■ Directive ■
Entries follow. Set all of them down as they stand.

■ Extracted data ■
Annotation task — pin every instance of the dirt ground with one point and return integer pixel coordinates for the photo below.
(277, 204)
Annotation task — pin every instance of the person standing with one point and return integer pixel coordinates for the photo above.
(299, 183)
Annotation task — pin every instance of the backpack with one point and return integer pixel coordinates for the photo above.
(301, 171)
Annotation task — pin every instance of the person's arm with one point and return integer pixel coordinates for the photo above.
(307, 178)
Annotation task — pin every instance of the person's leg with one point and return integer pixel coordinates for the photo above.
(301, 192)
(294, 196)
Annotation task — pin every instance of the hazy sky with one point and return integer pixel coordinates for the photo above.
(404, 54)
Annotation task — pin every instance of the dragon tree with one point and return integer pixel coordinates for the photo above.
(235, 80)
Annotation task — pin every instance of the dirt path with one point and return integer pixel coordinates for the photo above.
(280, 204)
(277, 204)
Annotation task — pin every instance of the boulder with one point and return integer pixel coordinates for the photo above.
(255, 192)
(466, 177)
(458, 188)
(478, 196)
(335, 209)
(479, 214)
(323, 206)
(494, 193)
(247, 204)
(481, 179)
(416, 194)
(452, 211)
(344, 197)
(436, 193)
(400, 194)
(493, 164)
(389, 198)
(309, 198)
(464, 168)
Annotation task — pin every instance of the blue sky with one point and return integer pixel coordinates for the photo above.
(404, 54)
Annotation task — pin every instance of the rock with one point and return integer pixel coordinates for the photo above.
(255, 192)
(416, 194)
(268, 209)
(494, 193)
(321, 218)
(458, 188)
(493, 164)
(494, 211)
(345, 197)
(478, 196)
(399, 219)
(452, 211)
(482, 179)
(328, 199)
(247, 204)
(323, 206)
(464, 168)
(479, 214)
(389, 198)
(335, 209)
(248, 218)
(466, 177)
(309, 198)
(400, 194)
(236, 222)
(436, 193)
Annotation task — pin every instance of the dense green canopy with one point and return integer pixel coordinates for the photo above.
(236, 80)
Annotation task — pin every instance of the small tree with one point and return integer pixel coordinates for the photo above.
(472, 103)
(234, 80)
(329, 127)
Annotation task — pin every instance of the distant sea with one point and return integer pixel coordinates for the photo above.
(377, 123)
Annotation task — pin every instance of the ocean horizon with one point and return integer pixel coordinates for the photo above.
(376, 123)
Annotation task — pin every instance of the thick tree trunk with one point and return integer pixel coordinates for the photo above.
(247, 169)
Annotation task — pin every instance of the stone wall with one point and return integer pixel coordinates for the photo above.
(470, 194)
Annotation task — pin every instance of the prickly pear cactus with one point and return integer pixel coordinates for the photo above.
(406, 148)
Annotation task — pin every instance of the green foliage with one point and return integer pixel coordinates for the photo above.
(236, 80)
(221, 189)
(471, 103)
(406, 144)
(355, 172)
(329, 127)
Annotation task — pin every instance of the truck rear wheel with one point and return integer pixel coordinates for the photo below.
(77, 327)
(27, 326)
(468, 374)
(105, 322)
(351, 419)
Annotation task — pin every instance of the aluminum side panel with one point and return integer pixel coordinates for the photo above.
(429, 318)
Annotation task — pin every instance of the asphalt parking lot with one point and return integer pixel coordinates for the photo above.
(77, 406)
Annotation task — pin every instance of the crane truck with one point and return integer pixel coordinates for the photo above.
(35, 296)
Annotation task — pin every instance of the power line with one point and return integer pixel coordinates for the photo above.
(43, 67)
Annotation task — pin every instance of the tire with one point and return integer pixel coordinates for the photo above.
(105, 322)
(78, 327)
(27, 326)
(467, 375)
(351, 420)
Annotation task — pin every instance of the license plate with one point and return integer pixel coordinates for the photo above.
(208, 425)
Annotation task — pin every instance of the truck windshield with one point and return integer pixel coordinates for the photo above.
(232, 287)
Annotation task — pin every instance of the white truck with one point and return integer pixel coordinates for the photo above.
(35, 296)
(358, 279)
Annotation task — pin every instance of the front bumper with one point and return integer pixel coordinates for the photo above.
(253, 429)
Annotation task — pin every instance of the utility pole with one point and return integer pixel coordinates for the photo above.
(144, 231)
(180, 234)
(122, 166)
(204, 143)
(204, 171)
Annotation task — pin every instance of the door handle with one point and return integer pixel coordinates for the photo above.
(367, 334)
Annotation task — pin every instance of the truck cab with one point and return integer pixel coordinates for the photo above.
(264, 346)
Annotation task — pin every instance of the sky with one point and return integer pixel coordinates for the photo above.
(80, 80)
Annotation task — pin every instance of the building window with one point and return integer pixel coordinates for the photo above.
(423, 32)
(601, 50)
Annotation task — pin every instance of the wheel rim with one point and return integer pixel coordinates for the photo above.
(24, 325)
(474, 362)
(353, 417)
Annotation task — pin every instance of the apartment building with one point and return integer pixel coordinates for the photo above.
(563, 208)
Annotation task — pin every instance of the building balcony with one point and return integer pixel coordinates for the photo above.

■ Result of this exercise ■
Annotation task — pin every instance of the dirt ground with one point and return integer pixel coordinates for the photo below.
(277, 204)
Annotation task — pin every instance of the person standing with one point and return integer pixel coordinates for the photo above.
(299, 183)
Annotation task — pin every instance of the backpack with one point and return integer pixel coordinates for the photo above.
(301, 171)
Annotation task — pin every instance of the person's arm with one point and return integer pixel coordinates for the photo above.
(307, 178)
Annotation task — pin every instance of the person's leg with one point and return integer pixel coordinates for the photo above.
(301, 192)
(294, 196)
Annotation task — pin every instance of the hazy sky with one point and return integer pixel coordinates for the photo above.
(404, 54)
Annotation task — pin every instance of the dragon tree with one point and return integer pixel coordinates for the photo above.
(235, 80)
Annotation task — pin every instance of the dirt path with one point and return integer pixel coordinates for the photo above.
(280, 204)
(277, 204)
Annotation task — pin every instance of the boulder with one point and return integer pixel coordinates for the photo above.
(255, 192)
(466, 177)
(458, 188)
(478, 196)
(335, 209)
(479, 214)
(323, 206)
(494, 193)
(247, 204)
(481, 179)
(416, 194)
(452, 211)
(344, 197)
(436, 193)
(400, 194)
(493, 164)
(389, 198)
(309, 198)
(464, 168)
Annotation task — pin every instance of the blue sky with one point and return integer pixel coordinates for the photo above.
(404, 54)
Annotation task — pin every instance of the rock with one point and return integer pixel coordinates for the photo above.
(255, 192)
(416, 194)
(268, 209)
(494, 193)
(321, 218)
(458, 188)
(493, 164)
(494, 211)
(345, 197)
(478, 196)
(399, 219)
(452, 211)
(482, 179)
(328, 199)
(247, 204)
(323, 206)
(464, 168)
(479, 214)
(389, 198)
(335, 209)
(248, 218)
(466, 177)
(309, 198)
(400, 194)
(236, 222)
(436, 193)
Annotation task — pin every instance of the dense green canopy with one point and return integer pixel coordinates for the photo above.
(236, 80)
Annotation task — pin every instance of the small tree with one point and return integer pixel coordinates for the photo above.
(472, 103)
(234, 80)
(329, 127)
Annotation task — pin every instance of the distant sea with one point and return integer pixel coordinates for the photo above.
(377, 123)
Annotation task — pin every instance of the ocean horizon with one point and return integer pixel coordinates for the photo above.
(376, 123)
Annotation task — pin every instance of the thick tree trunk with one point and return integer pixel coordinates for the photo above.
(247, 169)
Annotation task — pin every instance of the stone wall with one point and return integer pixel coordinates for the photo above.
(470, 194)
Annotation task — pin every instance of the prickly pear cactus with one point and return integer pixel coordinates for the photo above.
(406, 148)
Annotation task — pin every instance of the green foliage with one point and return integer pixel coordinates for the photo above.
(236, 80)
(221, 189)
(471, 103)
(406, 144)
(355, 172)
(329, 127)
Annotation task — pin every instance of the truck rear wheel with one point and return integer pixel coordinates for the photo below.
(77, 327)
(27, 326)
(468, 374)
(105, 322)
(351, 419)
Annotation task — pin every instance of the aluminum side panel with one point and return integer pixel coordinates for the photo above.
(429, 318)
Annotation task — pin every instance of the asphalt parking lot with one point and return integer pixel coordinates for the photo above.
(77, 406)
Annotation task — pin every instance of the crane truck with one point and return integer pixel coordinates for the photo above.
(35, 296)
Annotation task — pin every instance of the power line with one point and return integer pixel coordinates for the photo above.
(43, 67)
Annotation task — pin every instance of the tire with one point and return integer pixel coordinates for the photo above.
(105, 322)
(78, 327)
(27, 326)
(467, 375)
(351, 420)
Annotation task — pin every instance of the license plate with one point and return integer pixel coordinates for the photo above.
(208, 425)
Annotation task — pin every instance of the truck windshield with one point and return integer pixel coordinates for the photo above.
(232, 287)
Annotation task — pin every instance of the white truck with one point and return integer pixel coordinates for the photo above.
(35, 296)
(358, 279)
Annotation task — pin every instance of the front bumper with one point and return integer pixel coordinates for the photo above.
(253, 429)
Annotation task — pin every instance of the utility pole with one point and return integer pixel coordinates for the photo above.
(144, 231)
(180, 234)
(122, 166)
(204, 143)
(204, 171)
Annotation task — pin every instance of the door handle with one point and return integer pixel coordinates for the photo above.
(367, 334)
Annotation task — pin every instance of the truck cab with one point and return integer pixel coordinates for the photo above.
(264, 346)
Annotation task — pin every instance of the sky with one point and return integer pixel coordinates for the photo above.
(80, 80)
Annotation task — pin every instance of the building window with one point and return integer pixel coordinates for the photo above.
(423, 32)
(601, 50)
Annotation task — pin every instance of the wheel rim with one point and return integer pixel coordinates for the photo above.
(24, 325)
(474, 362)
(353, 417)
Annotation task — pin every instance of the apartment building with one point and return integer pixel coordinates for the photo above.
(563, 208)
Annotation task — pin every instance of the building balcony with one point and return integer pixel coordinates for the photo above.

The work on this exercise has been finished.